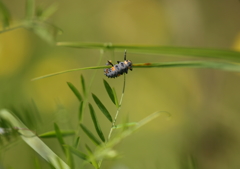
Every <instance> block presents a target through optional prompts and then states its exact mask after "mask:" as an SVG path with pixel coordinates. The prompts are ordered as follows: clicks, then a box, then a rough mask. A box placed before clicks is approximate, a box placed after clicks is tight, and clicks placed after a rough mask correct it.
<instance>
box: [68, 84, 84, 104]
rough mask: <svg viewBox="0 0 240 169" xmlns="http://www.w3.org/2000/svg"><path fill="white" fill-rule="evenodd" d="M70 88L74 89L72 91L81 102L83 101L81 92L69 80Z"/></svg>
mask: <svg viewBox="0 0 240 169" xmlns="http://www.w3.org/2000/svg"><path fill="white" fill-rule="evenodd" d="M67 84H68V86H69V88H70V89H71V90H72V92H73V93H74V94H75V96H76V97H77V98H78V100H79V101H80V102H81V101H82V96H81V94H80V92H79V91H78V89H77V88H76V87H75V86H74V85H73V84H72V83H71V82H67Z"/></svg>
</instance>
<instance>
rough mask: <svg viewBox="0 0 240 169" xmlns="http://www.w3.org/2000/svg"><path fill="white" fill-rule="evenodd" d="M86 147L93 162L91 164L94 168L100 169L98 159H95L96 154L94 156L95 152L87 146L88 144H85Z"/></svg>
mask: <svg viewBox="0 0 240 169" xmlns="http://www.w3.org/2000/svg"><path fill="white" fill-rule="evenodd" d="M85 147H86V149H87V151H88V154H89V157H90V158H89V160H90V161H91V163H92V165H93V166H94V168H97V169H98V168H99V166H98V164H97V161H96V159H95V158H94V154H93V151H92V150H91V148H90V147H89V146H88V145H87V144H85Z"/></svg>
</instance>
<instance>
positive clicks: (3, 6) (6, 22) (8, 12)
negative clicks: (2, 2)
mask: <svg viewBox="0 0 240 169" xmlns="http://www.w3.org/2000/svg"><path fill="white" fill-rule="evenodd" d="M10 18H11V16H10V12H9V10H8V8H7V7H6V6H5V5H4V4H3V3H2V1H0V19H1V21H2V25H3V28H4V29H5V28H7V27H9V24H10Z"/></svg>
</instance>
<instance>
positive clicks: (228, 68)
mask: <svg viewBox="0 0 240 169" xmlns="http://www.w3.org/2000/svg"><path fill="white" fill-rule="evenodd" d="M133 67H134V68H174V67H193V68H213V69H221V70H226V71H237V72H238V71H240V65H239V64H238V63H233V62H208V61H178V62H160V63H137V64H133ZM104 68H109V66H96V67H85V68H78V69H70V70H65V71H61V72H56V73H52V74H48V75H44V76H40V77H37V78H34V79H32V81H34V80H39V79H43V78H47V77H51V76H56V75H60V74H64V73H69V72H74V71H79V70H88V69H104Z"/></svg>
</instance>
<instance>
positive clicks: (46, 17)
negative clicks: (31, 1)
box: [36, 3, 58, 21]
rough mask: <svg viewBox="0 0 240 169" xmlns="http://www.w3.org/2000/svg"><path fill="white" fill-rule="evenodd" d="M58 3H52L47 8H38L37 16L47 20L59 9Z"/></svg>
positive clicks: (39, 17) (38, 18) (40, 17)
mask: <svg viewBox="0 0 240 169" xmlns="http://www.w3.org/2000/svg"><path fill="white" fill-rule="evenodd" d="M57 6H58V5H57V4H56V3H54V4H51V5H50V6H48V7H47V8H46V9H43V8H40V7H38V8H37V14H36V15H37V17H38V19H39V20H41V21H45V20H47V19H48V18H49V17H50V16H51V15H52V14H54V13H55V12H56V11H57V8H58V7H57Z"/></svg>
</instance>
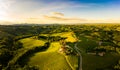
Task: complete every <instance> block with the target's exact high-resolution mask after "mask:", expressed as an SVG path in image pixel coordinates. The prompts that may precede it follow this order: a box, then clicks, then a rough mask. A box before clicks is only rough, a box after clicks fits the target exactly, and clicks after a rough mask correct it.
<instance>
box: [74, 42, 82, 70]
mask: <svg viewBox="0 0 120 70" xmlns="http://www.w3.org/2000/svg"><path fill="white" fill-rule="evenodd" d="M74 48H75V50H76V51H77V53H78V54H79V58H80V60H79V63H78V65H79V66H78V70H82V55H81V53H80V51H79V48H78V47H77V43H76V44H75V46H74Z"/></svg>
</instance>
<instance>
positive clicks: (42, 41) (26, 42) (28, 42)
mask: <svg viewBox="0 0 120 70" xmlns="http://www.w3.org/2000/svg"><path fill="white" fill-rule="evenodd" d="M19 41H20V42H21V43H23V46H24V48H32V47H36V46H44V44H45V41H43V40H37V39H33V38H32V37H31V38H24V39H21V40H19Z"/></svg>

* _DESCRIPTION OF THE TASK_
Reproduce all the rows above, leaving out the pictures, with "rough mask" swapped for "coarse mask" at every occurrence and nothing else changed.

* _REPLY_
Every <instance> block presents a target through optional prompts and then states its exact mask after "mask:" as an SVG path with pixel coordinates. The prompts are ordered as follows: clicks, then a box, then a coarse mask. A box placed before clicks is approximate, a box placed after clicks is tight, and clicks placed after a coarse mask correct it.
<instance>
box: [68, 84, 84, 104]
coarse mask: <svg viewBox="0 0 240 169" xmlns="http://www.w3.org/2000/svg"><path fill="white" fill-rule="evenodd" d="M70 88L74 89L72 91L81 102L83 101L81 92L69 80Z"/></svg>
mask: <svg viewBox="0 0 240 169" xmlns="http://www.w3.org/2000/svg"><path fill="white" fill-rule="evenodd" d="M67 84H68V86H69V88H70V89H71V90H72V92H73V93H74V94H75V96H76V97H77V98H78V100H79V101H80V102H81V101H82V96H81V94H80V92H79V91H78V89H77V88H76V87H75V86H74V85H73V84H72V83H71V82H67Z"/></svg>
</instance>
<instance>
coarse mask: <svg viewBox="0 0 240 169" xmlns="http://www.w3.org/2000/svg"><path fill="white" fill-rule="evenodd" d="M86 147L93 162L91 164L94 168L100 169L98 159H95L96 154L94 156L95 152L87 146L88 144H85Z"/></svg>
mask: <svg viewBox="0 0 240 169" xmlns="http://www.w3.org/2000/svg"><path fill="white" fill-rule="evenodd" d="M85 147H86V149H87V151H88V154H89V157H90V158H89V160H90V161H91V163H92V165H93V166H94V168H97V169H98V168H99V166H98V164H97V161H96V159H95V158H94V154H93V151H92V150H91V148H90V147H89V146H88V145H87V144H85Z"/></svg>
</instance>
<instance>
positive clicks: (3, 6) (6, 22) (8, 12)
negative clicks: (2, 2)
mask: <svg viewBox="0 0 240 169" xmlns="http://www.w3.org/2000/svg"><path fill="white" fill-rule="evenodd" d="M10 18H11V16H10V12H9V10H8V8H7V7H6V6H5V5H4V4H3V3H2V1H0V19H1V21H2V25H3V28H4V29H5V28H7V27H9V24H10Z"/></svg>
</instance>
<instance>
positive clicks: (228, 68)
mask: <svg viewBox="0 0 240 169" xmlns="http://www.w3.org/2000/svg"><path fill="white" fill-rule="evenodd" d="M133 67H134V68H174V67H193V68H213V69H221V70H226V71H237V72H238V71H240V65H239V64H238V63H233V62H208V61H178V62H160V63H137V64H133ZM104 68H109V66H96V67H85V68H78V69H70V70H65V71H61V72H56V73H52V74H48V75H44V76H40V77H37V78H34V79H32V81H34V80H39V79H43V78H47V77H51V76H56V75H60V74H64V73H69V72H74V71H79V70H88V69H104Z"/></svg>
</instance>
<instance>
positive clicks: (46, 17)
negative clicks: (31, 1)
box: [36, 3, 58, 21]
coarse mask: <svg viewBox="0 0 240 169" xmlns="http://www.w3.org/2000/svg"><path fill="white" fill-rule="evenodd" d="M58 3H52L47 8H38L37 16L47 20L59 9Z"/></svg>
positive clicks: (39, 17) (38, 18) (40, 17)
mask: <svg viewBox="0 0 240 169" xmlns="http://www.w3.org/2000/svg"><path fill="white" fill-rule="evenodd" d="M57 6H58V5H57V4H56V3H54V4H51V5H50V6H48V7H47V8H46V9H43V8H40V7H38V8H37V14H36V15H37V17H38V19H39V20H41V21H45V20H47V19H48V18H49V17H50V16H51V15H52V14H54V13H55V12H56V11H57V8H58V7H57Z"/></svg>
</instance>
Task: complete every <instance> block with the target's exact high-resolution mask after "mask:", expressed as an SVG path in image pixel coordinates. The prompts that may precede it follow this order: a box, then clicks, then a coarse mask. A box before clicks is only rough, a box after clicks fits the target exactly, and clicks after a coarse mask correct it.
<instance>
box: [74, 42, 82, 70]
mask: <svg viewBox="0 0 120 70" xmlns="http://www.w3.org/2000/svg"><path fill="white" fill-rule="evenodd" d="M74 48H75V50H76V51H77V53H78V54H79V58H80V60H79V63H78V65H79V66H78V70H82V55H81V53H80V51H79V48H78V47H77V43H76V44H75V46H74Z"/></svg>
</instance>
<instance>
positive clicks: (42, 41) (26, 42) (28, 42)
mask: <svg viewBox="0 0 120 70" xmlns="http://www.w3.org/2000/svg"><path fill="white" fill-rule="evenodd" d="M19 41H20V42H21V43H23V46H24V48H32V47H36V46H44V44H45V41H43V40H37V39H33V38H32V37H31V38H24V39H21V40H19Z"/></svg>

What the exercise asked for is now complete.